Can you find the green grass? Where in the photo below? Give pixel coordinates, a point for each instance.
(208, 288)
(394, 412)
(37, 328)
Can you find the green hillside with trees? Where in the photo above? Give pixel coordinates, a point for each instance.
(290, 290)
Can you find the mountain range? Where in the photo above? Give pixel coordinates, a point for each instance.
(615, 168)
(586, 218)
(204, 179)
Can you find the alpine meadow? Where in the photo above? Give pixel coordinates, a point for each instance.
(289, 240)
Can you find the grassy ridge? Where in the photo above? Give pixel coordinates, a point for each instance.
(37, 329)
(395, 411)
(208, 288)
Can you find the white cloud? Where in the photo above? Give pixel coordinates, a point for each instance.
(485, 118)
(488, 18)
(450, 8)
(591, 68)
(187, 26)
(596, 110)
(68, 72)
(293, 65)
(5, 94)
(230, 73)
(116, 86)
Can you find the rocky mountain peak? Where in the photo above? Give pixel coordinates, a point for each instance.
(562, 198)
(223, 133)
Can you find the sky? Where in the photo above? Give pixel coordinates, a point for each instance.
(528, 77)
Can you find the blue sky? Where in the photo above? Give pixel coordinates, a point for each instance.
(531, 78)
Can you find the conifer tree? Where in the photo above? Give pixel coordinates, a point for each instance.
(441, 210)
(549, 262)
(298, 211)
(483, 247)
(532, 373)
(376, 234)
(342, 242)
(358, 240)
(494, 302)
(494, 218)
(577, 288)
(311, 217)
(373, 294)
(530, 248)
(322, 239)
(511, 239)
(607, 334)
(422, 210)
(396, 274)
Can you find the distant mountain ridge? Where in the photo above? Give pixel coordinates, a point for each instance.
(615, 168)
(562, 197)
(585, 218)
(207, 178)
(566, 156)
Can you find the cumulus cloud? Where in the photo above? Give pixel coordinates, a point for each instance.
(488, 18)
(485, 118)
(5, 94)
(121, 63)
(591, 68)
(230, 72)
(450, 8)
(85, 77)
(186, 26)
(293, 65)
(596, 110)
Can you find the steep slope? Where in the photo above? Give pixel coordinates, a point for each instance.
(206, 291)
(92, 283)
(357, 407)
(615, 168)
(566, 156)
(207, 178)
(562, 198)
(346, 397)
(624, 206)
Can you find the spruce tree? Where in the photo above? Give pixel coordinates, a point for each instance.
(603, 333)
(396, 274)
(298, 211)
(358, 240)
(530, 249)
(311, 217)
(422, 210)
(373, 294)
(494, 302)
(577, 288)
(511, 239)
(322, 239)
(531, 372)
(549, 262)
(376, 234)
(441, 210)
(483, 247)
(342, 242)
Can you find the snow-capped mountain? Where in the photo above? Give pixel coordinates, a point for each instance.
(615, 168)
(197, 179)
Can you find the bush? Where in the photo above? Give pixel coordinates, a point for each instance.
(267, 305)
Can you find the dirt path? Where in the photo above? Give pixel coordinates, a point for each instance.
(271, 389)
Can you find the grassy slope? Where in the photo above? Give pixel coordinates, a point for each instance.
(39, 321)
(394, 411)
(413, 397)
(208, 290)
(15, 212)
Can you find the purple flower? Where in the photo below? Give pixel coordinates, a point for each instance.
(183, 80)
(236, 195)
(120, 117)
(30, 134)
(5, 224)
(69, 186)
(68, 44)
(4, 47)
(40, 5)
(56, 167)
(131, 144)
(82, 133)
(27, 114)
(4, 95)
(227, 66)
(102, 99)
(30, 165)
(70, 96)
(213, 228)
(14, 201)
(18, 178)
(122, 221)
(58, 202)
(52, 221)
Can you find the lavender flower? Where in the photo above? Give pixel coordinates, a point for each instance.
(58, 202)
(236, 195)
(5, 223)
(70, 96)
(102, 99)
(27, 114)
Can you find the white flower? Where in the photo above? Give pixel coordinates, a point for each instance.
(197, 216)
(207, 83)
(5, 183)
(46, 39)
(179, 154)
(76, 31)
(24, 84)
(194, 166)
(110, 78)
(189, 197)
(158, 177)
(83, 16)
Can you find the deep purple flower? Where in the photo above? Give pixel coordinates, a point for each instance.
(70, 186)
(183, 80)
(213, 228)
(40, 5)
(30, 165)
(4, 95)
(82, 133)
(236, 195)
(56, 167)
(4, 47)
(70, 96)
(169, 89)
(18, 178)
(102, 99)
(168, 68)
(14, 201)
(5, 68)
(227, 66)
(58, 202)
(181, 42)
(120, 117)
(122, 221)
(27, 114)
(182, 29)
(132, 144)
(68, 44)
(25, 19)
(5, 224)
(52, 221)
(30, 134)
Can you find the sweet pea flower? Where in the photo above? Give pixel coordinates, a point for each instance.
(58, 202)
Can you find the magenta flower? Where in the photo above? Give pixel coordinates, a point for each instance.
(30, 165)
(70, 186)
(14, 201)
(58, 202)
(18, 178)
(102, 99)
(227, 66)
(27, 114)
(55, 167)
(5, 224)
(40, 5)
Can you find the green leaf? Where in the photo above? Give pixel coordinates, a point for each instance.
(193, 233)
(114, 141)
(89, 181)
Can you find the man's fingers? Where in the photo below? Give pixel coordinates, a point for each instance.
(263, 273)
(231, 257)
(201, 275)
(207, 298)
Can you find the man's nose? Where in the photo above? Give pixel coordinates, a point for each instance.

INSTRUCTIONS FOR THE TASK: Convert every line of the material above into a JSON list of strings, one string per line, leaving out any blank lines.

RESPONSE:
[
  "Can you find the green grass? Where in the photo below? Give pixel coordinates, a point for each instance.",
  "(208, 288)",
  "(394, 412)",
  "(37, 328)",
  "Can you find the green hillside with trees? Where in the photo above? Give pixel coordinates, a point for each instance.",
  "(290, 290)",
  "Can you find the mountain range? Where in the photo above? Give pixel coordinates, a point for each instance.",
  "(615, 168)",
  "(586, 218)",
  "(204, 179)",
  "Can you find the alpine meadow? Where in the photo above? Give pixel coordinates, a point for each instance.",
  "(289, 240)",
  "Can you find the grassy ridge? Where in the photo above? Give pixel coordinates, a point for each instance.",
  "(37, 329)",
  "(395, 411)",
  "(208, 288)",
  "Can you find the white cloud? Where in the photo above? Give pixel coordinates, a point for each instance.",
  "(485, 118)",
  "(488, 18)",
  "(450, 8)",
  "(591, 68)",
  "(187, 26)",
  "(596, 110)",
  "(68, 72)",
  "(293, 65)",
  "(5, 94)",
  "(230, 73)",
  "(116, 86)",
  "Can you find the rocky mountain peak? Where in the photo above? Give pixel coordinates, a point for each instance.",
  "(562, 198)",
  "(223, 133)",
  "Can you find the sky? Where in the photo above? Give pixel coordinates, a point for each instance.",
  "(528, 77)",
  "Can you find the blue sky? Where in the photo above? Give pixel coordinates, a point for each instance.",
  "(531, 78)",
  "Can you find the conifer tree? Where in the photo above? Give pixel coordinates, a point for each instance.",
  "(441, 210)",
  "(549, 262)",
  "(298, 211)",
  "(483, 247)",
  "(532, 373)",
  "(376, 234)",
  "(342, 242)",
  "(358, 240)",
  "(494, 302)",
  "(494, 218)",
  "(577, 288)",
  "(311, 217)",
  "(373, 294)",
  "(530, 248)",
  "(322, 239)",
  "(511, 239)",
  "(607, 334)",
  "(422, 210)",
  "(396, 274)",
  "Can you find the distant mountain ridge? Where in the photo above? Give pixel coordinates, a point for each instance.",
  "(615, 168)",
  "(562, 197)",
  "(585, 218)",
  "(207, 178)",
  "(566, 156)",
  "Can you find the cumulus cloud? Where in the photo above? Give pixel coordinates, a point for each instance.",
  "(488, 18)",
  "(485, 118)",
  "(5, 94)",
  "(121, 63)",
  "(591, 68)",
  "(230, 72)",
  "(450, 8)",
  "(85, 77)",
  "(186, 26)",
  "(293, 65)",
  "(596, 110)",
  "Can you find the steep slope? Where in the photo above? Give pixel coordinates, a point for each instance.",
  "(206, 291)",
  "(92, 283)",
  "(357, 407)",
  "(615, 168)",
  "(566, 156)",
  "(207, 178)",
  "(562, 198)",
  "(346, 397)",
  "(624, 206)",
  "Can you find the spruce tree? Where in the photo above? Give pixel coordinates, a point for each instance.",
  "(603, 333)",
  "(396, 274)",
  "(298, 211)",
  "(358, 240)",
  "(530, 249)",
  "(311, 217)",
  "(422, 210)",
  "(373, 294)",
  "(494, 302)",
  "(577, 288)",
  "(511, 239)",
  "(322, 239)",
  "(531, 372)",
  "(549, 262)",
  "(376, 234)",
  "(441, 210)",
  "(483, 247)",
  "(342, 242)",
  "Can you find the snow-capped mountain? Where in the photo above? Give pixel coordinates, a point for each instance.",
  "(615, 168)",
  "(197, 179)",
  "Can you find the bush? Where in the photo above? Give pixel coordinates, a point for each instance.",
  "(267, 305)",
  "Can you find the dirt path? Where in the photo above? Give pixel coordinates, a point for each instance.",
  "(271, 389)",
  "Can you find the grassy slope? Where in the photo above? Give pixel coordinates, a point for each instance.",
  "(39, 321)",
  "(394, 411)",
  "(413, 397)",
  "(208, 290)",
  "(15, 212)",
  "Can you find the purple flower? Where in the photo below? Give pixel coordinates, a point for each instance.",
  "(183, 80)",
  "(236, 195)",
  "(120, 117)",
  "(30, 134)",
  "(5, 224)",
  "(69, 186)",
  "(68, 44)",
  "(4, 47)",
  "(40, 5)",
  "(56, 167)",
  "(131, 144)",
  "(82, 133)",
  "(27, 114)",
  "(4, 95)",
  "(227, 66)",
  "(102, 99)",
  "(30, 165)",
  "(70, 96)",
  "(213, 228)",
  "(14, 201)",
  "(18, 178)",
  "(122, 221)",
  "(58, 202)",
  "(52, 221)",
  "Can you find the lavender flower? Where in the photo above? Give pixel coordinates, a point for each instance.",
  "(58, 202)",
  "(236, 195)",
  "(5, 223)",
  "(70, 96)",
  "(102, 99)",
  "(27, 114)",
  "Can you find the white flower? Where in the photo above? Give pixel coordinates, a point for each instance.",
  "(197, 216)",
  "(207, 83)",
  "(5, 183)",
  "(46, 39)",
  "(179, 154)",
  "(76, 31)",
  "(24, 84)",
  "(194, 166)",
  "(110, 78)",
  "(189, 197)",
  "(158, 177)",
  "(83, 16)",
  "Can you find the deep purple flower? Where in the photo above? Give pixel coordinates, a point for each instance.",
  "(70, 186)",
  "(183, 80)",
  "(213, 228)",
  "(40, 5)",
  "(30, 165)",
  "(4, 95)",
  "(82, 133)",
  "(236, 195)",
  "(56, 167)",
  "(4, 47)",
  "(70, 96)",
  "(169, 89)",
  "(18, 178)",
  "(102, 99)",
  "(168, 68)",
  "(14, 201)",
  "(5, 68)",
  "(227, 66)",
  "(58, 202)",
  "(181, 42)",
  "(120, 117)",
  "(122, 221)",
  "(27, 114)",
  "(182, 29)",
  "(132, 144)",
  "(68, 44)",
  "(25, 19)",
  "(5, 224)",
  "(52, 221)",
  "(30, 134)",
  "Can you find the sweet pea flower? Where in the photo above? Give pixel coordinates, a point for each instance.",
  "(58, 202)",
  "Can you find the magenta flower? Where in the photo above? Give pixel coordinates, a point for each instance.",
  "(30, 165)",
  "(70, 186)",
  "(14, 201)",
  "(58, 202)",
  "(18, 178)",
  "(102, 99)",
  "(227, 66)",
  "(27, 114)",
  "(55, 167)",
  "(5, 224)",
  "(40, 5)",
  "Can you find the green leaf? Where in the photo above? Give pixel coordinates, a point for each instance.",
  "(193, 233)",
  "(114, 141)",
  "(89, 181)",
  "Can you find the man's fingers? Where in the photo below? Give pixel coordinates, a point for each instance.",
  "(263, 273)",
  "(231, 257)",
  "(201, 275)",
  "(207, 298)",
  "Can you find the man's nose? Where in the photo above? Give pixel coordinates, a point for each instance."
]